Data provided:
━━━━━━━━━━

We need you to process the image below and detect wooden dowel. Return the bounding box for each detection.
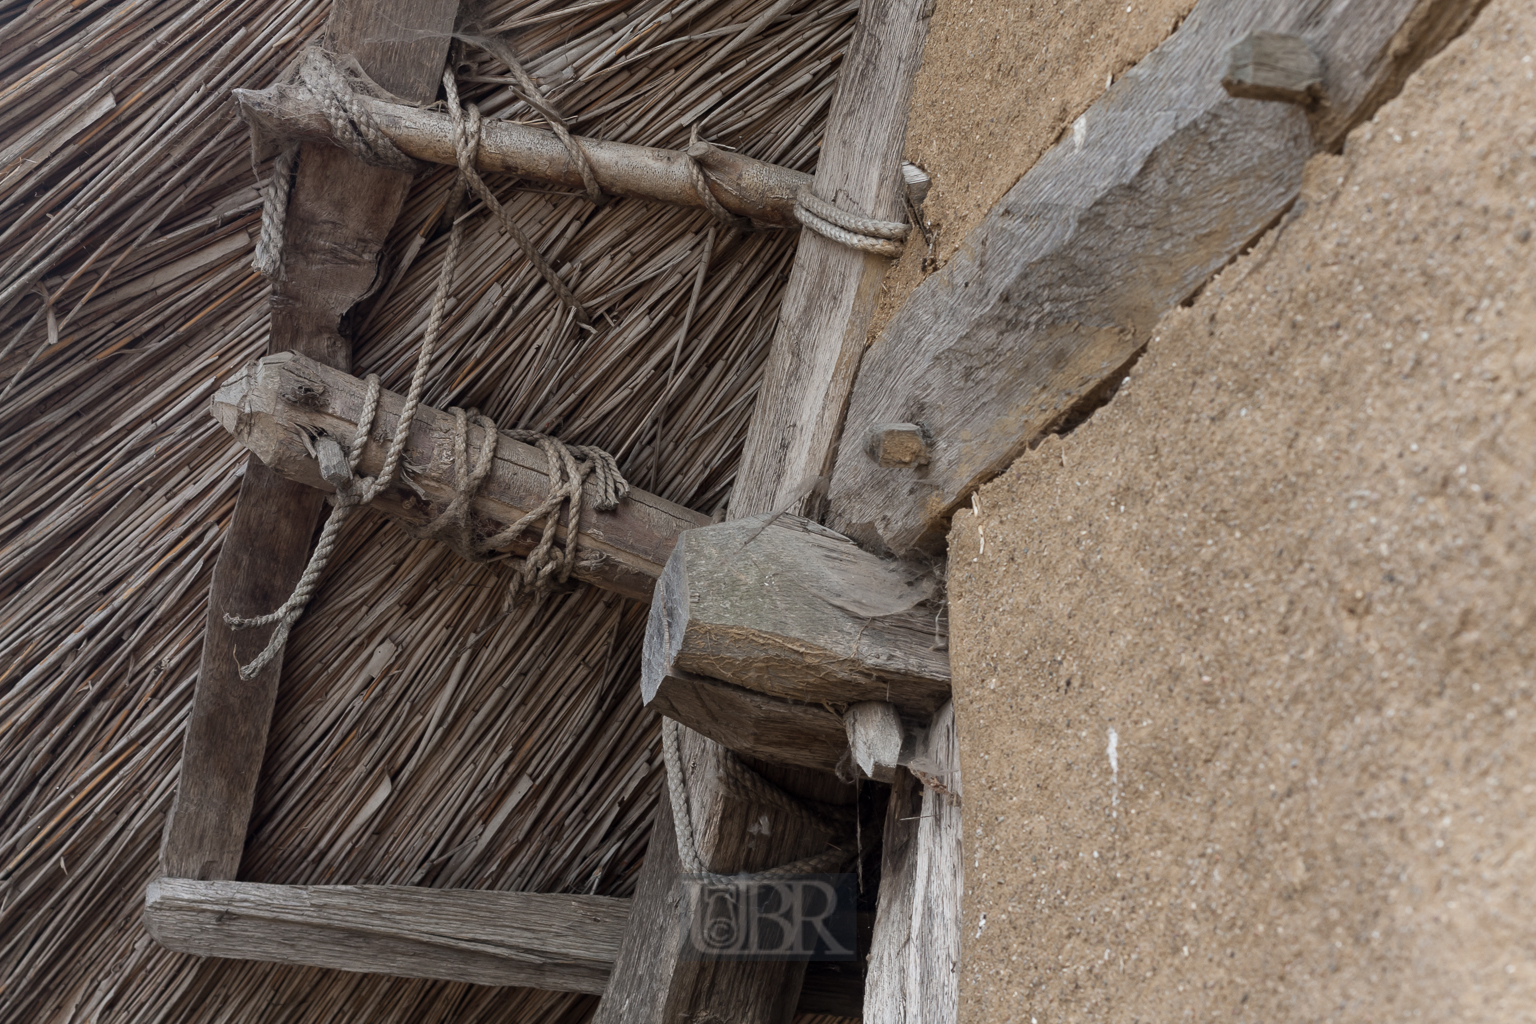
[233,86,813,228]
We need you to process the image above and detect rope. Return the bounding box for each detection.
[685,128,751,232]
[663,718,852,883]
[227,61,627,676]
[443,70,591,323]
[793,184,909,257]
[251,48,417,278]
[469,31,606,209]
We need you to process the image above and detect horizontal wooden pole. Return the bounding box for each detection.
[234,86,812,228]
[144,879,628,993]
[643,514,950,715]
[646,670,849,773]
[211,352,711,602]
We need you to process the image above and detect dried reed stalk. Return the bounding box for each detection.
[0,0,860,1020]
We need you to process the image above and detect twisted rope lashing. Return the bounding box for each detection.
[662,718,852,884]
[793,185,909,257]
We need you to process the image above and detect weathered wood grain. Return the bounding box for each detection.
[160,0,460,881]
[843,701,918,783]
[234,87,812,228]
[1222,32,1324,105]
[211,351,711,601]
[729,0,933,517]
[592,724,854,1024]
[144,879,628,994]
[864,702,963,1024]
[645,670,849,773]
[826,0,1490,556]
[642,514,949,713]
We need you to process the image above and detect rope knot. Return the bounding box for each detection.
[793,185,909,257]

━━━━━━━━━━

Problem details: The line containing "We need you to process the image above and detect twisted" and all lines after it, to the end of the records, are to be output exactly and alone.

Exercise answer:
We need you to process the image above and detect twisted rope lashing. Return the bounding box for each detection.
[662,718,852,884]
[793,185,909,257]
We need you to process the image above and detect weathered wood grain. Return the bounding box for each detection.
[160,0,460,881]
[843,701,918,783]
[234,87,812,228]
[1222,32,1324,105]
[211,351,711,601]
[729,0,933,517]
[592,724,854,1024]
[144,879,628,994]
[864,702,963,1024]
[645,670,849,773]
[826,0,1490,556]
[642,514,949,713]
We need you to process the image above and detect rope knot. Return the bounding box for each detection.
[793,185,909,257]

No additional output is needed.